**Tasks and exercises:**
1. In the passage below on the rotational driver mechanism, what connects the distal end of the piston 64 to the rotational driving shaft 62?
2. Extend the passage below on the rotational driver mechanism, starting after its final sentence.

**Document passage:**
================================

As illustrated in FIG. 11, a bevel gear 59 on the driving motor 57
side and a bevel gear 60 on the rotational driver 52 are engaged
with each other. A through hole 61 including a spline groove is
formed at the center of the bevel gear 60 on the rotational driver
52 side, and a rotational driving shaft 62 is inserted through the
through hole 61 so as to be capable of moving along the third axis
line L3. The rotational driving shaft 62 is spline-fitted to the
through hole 61 of the bevel gear 60, and thereby the rotational
driving shaft 62 is prevented from rotating about the third shaft
line L3 with respect to the bevel gear 60 and allowed to perform
liner motion movements along the third axis line L3.
The rotational driver 52 is mounted on one end portion of the
rotational driving shaft 62, and a distal end portion of a piston
64 of an air cylinder 63 is connected to the other end portion of
the rotational driving shaft 62 via a bearing 65. The rotational
driver 52 moves forward along the third axis line L3 together with
the rotational driving shaft 62 by driving the air cylinder 63 to
advance the piston 64.
When the driving motor 57 is driven, its rotational force is
transmitted to the bevel gear 60 on the rotational driver 52 side
from the bevel gear 59 on the driving motor 57 side. As the
rotational driving shaft 62 of the rotational driver 52 and the
bevel gear 60 are spline-fitted to each other, the rotational
driving force of the bevel gear 60 is transmitted to the rotational
driving shaft 62, and thereby the rotational driver 52 is rotated
integrally with the rotational driving shaft 62.

================================

**Recorded information:**
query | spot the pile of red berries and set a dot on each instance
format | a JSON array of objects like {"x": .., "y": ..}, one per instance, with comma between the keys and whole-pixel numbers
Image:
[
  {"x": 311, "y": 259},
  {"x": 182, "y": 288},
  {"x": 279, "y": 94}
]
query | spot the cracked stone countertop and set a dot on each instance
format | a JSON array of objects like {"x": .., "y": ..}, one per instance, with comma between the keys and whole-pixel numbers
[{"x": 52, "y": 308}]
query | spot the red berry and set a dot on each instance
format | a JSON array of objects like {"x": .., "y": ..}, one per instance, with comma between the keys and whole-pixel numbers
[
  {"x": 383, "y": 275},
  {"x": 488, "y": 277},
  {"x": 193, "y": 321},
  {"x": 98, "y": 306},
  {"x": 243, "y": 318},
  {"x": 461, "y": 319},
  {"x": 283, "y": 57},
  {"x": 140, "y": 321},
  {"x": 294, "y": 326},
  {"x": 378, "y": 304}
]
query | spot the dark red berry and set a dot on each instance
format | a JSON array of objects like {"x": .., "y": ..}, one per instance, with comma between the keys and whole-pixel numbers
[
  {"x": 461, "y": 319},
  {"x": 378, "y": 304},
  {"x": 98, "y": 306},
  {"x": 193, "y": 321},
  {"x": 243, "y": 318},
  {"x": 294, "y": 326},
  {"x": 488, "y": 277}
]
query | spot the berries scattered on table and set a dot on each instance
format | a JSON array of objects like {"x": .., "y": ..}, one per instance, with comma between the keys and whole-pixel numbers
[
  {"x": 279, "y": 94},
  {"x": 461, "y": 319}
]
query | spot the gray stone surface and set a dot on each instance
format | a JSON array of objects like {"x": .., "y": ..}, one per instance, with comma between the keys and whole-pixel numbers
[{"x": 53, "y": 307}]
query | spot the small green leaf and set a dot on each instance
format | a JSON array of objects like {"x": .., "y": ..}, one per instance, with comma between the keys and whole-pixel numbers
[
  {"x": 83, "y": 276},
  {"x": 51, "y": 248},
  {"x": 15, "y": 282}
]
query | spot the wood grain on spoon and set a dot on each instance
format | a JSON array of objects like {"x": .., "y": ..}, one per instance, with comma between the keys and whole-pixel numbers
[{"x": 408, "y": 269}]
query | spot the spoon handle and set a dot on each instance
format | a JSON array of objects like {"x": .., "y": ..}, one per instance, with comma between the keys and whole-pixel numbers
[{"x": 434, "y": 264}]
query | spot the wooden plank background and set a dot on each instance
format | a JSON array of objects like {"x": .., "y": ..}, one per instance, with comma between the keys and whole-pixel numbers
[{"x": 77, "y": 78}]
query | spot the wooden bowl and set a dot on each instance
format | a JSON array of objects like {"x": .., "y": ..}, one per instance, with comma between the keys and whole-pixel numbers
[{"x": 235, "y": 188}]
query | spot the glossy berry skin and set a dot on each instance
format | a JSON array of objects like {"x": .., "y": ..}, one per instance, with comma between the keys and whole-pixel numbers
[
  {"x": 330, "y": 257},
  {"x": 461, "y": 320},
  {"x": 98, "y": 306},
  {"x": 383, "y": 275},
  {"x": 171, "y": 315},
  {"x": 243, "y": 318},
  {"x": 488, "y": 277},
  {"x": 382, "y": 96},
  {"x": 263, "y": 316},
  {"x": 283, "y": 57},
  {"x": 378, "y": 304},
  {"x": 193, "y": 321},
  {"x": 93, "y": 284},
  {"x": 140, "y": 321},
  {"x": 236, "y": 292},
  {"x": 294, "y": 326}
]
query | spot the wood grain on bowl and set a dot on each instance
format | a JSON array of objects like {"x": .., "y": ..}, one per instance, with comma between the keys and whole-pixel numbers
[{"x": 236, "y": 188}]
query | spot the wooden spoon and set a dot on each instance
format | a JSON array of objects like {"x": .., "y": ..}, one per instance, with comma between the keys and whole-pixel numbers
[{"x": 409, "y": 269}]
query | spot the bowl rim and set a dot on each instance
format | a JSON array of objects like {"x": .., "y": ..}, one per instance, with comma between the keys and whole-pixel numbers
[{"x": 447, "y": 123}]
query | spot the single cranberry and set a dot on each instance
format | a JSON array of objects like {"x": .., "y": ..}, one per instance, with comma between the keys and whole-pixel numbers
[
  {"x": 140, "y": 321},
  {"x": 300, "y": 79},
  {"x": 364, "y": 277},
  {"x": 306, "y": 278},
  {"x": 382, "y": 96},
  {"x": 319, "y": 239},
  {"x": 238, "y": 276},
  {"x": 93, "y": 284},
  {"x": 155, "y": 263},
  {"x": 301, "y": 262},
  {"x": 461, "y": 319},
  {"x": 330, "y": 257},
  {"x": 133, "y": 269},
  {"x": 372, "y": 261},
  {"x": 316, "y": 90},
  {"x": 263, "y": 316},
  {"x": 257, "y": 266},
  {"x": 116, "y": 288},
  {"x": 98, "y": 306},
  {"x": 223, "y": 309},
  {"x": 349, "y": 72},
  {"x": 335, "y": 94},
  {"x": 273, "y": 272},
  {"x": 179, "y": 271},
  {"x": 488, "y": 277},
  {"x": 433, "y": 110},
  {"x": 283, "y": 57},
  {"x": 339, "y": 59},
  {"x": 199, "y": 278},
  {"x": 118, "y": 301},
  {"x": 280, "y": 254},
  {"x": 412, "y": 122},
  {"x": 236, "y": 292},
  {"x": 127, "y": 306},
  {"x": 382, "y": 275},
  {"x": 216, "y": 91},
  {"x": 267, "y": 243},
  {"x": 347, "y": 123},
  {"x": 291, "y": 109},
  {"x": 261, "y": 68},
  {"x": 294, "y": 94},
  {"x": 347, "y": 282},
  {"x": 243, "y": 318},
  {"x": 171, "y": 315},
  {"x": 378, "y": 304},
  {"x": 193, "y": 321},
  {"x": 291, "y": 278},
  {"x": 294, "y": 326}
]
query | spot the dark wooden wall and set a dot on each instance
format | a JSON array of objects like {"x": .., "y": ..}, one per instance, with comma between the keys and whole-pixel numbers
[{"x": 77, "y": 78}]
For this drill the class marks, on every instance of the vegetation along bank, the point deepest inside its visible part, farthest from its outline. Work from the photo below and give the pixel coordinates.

================================

**Answers to the problems:**
1. A bearing 65.

2.
Next, a connection mechanism for connecting the driving force input
port 7 on the bed base 4 side and the rotational driver 52 on the
robot arm 6 side is described with reference to FIGS. 12 to 14.
When driving the air cylinder 63 so as to connect the rotational
driver 52 on the distal end of the robot arm 6 to the driving force
input port 7 on the bed base 4 side, it is necessary to absorb a
positioning error of the rotational driver 52 to the driving force
input port 7 and a deviation of a mechanical tolerance (such as
eccentricity) of the rotational driver 52 and the driving force
input port 7, and it is also necessary to perform the same with a
coupling.
Thus, in the embodiment, an oldham coupling is employed so as to
absorb the deviation as illustrated in FIG. 12 and FIG. 13. Namely,
in the oldham coupling, projections of its hubs 66, 67 slide in
grooves of the slider 68 so as to absorb a deviation (refer to FIG.
14). Note that the hub 66 and the slider 68 configure the
rotational driver 52, and the hub 67 configures the driving force
input port 7.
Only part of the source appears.